How many lines in the rows below contain the string "gzqr"? Reply with the number only.

## Position annotation rows
=-=-=-=-=
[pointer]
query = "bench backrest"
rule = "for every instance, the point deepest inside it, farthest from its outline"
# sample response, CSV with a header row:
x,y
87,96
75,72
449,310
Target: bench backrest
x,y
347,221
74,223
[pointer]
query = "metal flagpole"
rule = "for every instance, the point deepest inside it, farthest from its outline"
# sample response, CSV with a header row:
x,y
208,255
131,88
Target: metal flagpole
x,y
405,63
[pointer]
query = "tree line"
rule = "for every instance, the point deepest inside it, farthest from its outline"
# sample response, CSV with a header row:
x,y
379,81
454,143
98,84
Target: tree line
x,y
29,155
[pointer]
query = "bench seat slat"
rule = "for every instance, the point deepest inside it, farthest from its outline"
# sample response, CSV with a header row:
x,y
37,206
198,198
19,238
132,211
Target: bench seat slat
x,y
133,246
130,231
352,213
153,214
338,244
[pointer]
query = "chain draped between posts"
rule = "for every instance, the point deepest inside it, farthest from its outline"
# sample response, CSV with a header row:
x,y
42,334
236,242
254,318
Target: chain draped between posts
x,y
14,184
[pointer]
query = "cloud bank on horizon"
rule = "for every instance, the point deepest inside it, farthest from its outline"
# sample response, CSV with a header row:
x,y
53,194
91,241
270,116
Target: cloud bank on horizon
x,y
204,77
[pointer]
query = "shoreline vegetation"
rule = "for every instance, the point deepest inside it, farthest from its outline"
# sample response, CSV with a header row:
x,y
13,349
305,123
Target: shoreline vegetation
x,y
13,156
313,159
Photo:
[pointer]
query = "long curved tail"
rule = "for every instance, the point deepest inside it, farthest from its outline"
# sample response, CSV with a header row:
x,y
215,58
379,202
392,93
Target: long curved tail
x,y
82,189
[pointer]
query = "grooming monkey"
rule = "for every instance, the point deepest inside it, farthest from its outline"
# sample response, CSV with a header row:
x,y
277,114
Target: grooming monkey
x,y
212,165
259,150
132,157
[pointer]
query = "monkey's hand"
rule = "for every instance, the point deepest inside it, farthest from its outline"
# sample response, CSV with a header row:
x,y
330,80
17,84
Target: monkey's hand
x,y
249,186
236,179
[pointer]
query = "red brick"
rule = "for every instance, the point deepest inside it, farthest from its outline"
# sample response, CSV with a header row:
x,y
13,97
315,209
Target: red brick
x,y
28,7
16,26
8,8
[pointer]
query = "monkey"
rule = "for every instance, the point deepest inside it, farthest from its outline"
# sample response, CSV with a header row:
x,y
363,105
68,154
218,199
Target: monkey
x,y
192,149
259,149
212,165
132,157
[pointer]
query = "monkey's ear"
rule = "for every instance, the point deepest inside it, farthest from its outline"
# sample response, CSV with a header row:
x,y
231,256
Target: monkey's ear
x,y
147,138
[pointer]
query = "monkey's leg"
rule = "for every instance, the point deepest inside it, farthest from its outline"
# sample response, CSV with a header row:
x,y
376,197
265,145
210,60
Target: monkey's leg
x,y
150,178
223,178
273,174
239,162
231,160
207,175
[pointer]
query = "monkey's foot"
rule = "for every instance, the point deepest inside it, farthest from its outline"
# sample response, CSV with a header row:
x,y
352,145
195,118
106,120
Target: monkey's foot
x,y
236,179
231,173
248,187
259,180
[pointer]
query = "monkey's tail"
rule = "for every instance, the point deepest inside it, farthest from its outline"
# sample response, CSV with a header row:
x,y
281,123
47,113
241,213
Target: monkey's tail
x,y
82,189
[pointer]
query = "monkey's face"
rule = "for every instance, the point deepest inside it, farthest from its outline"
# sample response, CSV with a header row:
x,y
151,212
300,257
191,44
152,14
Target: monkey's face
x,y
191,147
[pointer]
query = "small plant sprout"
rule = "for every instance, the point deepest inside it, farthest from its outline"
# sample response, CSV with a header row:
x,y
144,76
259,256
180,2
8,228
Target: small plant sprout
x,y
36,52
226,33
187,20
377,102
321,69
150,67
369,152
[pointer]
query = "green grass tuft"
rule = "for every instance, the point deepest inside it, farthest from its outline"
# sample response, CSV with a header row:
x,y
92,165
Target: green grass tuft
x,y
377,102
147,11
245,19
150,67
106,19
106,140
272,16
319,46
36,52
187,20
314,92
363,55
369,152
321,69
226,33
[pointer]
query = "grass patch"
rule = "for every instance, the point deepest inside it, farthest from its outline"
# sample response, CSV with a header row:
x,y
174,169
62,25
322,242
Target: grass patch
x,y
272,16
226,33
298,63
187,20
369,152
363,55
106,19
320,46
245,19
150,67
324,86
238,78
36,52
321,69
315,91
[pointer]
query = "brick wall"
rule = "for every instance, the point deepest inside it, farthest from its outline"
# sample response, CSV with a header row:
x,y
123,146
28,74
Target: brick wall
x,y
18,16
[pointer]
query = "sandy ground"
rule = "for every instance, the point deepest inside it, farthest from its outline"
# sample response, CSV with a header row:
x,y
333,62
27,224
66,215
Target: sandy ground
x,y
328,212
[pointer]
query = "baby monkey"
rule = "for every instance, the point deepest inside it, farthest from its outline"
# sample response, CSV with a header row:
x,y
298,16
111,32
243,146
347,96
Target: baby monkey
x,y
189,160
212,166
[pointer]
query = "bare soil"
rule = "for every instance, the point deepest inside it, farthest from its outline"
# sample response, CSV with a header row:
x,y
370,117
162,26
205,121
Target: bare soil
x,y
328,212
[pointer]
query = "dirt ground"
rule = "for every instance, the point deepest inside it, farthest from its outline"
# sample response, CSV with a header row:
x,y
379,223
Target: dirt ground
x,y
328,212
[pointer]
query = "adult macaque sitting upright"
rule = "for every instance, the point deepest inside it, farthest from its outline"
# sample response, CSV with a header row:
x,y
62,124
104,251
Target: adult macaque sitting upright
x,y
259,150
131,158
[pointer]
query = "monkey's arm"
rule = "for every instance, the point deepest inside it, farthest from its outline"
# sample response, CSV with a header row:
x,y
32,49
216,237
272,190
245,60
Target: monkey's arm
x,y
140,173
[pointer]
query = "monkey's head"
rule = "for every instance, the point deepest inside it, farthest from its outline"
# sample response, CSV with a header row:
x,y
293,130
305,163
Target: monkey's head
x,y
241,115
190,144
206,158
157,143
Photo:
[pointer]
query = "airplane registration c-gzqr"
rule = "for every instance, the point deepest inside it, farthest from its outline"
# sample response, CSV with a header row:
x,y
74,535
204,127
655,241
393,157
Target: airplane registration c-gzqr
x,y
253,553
=-=-=-=-=
## IN RESPONSE
2